** Opening SOURCE PASSAGE block **

Though PET and DAT scans may aid the diagnosis of Parkinson’s disease or PD, it cannot differentiate PD and Parkinsonian subtypes. Clinical findings are still used to diagnose PD. However, a study published in the June issue of the Neurology Journal (the official Journal of the American Academy of Neurology) says the four main motor symptoms of PD including shaking or tremor, slowness of movement (bradykinesia), stiffness or rigidity of the arms, legs or trunk, and trouble with balance and possible falls (postural instability) are not unique to the disease but can be found in other neurodegenerative disorders. This implies the need to understand the patient’s health condition better and the importance of complete and accurate neurology documentation.
In order to diagnose PD accurately, the following information is essential according to the National Parkinson Foundation.

** Closing SOURCE PASSAGE block **
** Opening RECORDS SUPPLIED block **

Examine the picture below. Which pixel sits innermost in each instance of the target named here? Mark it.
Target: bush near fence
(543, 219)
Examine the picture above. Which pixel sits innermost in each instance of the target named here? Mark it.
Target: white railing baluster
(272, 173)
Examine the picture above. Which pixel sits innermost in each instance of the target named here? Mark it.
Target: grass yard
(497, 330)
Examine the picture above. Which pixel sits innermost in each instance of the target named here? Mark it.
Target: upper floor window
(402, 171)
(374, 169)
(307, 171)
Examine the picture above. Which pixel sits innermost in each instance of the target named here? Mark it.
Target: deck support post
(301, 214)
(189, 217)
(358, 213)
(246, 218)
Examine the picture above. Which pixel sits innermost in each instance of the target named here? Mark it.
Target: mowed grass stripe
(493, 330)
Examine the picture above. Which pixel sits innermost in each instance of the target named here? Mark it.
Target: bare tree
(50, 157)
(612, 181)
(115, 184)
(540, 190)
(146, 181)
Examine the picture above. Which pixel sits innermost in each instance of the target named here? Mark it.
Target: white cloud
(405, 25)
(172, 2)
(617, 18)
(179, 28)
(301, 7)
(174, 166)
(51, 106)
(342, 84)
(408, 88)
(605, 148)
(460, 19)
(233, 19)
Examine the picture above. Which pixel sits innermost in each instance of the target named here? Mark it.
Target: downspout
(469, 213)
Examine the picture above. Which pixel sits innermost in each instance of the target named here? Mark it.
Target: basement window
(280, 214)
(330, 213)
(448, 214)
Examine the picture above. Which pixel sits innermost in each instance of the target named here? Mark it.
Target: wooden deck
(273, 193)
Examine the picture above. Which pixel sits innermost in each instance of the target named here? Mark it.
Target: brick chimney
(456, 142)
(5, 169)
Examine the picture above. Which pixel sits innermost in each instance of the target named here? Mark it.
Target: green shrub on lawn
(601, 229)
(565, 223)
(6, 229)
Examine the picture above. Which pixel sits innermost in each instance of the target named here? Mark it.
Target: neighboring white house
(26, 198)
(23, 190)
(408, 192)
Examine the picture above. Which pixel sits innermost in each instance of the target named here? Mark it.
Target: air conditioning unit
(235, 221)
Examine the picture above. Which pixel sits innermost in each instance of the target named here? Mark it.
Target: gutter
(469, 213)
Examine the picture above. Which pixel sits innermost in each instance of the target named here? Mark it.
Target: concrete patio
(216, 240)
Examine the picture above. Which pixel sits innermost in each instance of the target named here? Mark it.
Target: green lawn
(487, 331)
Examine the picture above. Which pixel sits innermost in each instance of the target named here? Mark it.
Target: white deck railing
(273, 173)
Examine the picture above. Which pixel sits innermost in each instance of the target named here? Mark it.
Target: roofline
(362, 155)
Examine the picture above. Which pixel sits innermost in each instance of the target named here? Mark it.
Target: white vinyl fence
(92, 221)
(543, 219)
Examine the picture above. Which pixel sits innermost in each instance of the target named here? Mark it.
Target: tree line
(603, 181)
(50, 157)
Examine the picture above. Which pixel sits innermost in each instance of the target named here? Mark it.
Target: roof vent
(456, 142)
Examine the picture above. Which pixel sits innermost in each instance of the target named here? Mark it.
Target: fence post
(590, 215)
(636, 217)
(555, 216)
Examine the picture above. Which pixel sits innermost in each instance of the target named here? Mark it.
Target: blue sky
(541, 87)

** Closing RECORDS SUPPLIED block **

● **WORK INSTRUCTIONS**
Summarize the passage on diagnosing Parkinson's disease in two sentences. The rows are not used in this exercise.

● **YOUR SOLUTION**
PET and DAT scans may aid the diagnosis of Parkinson's disease but cannot differentiate it from Parkinsonian subtypes, so clinical findings are still used. A study in the June issue of the Neurology Journal reports that the four main motor symptoms of the disease also occur in other neurodegenerative disorders, which points to the need to understand the patient's health condition better and to the importance of complete and accurate neurology documentation.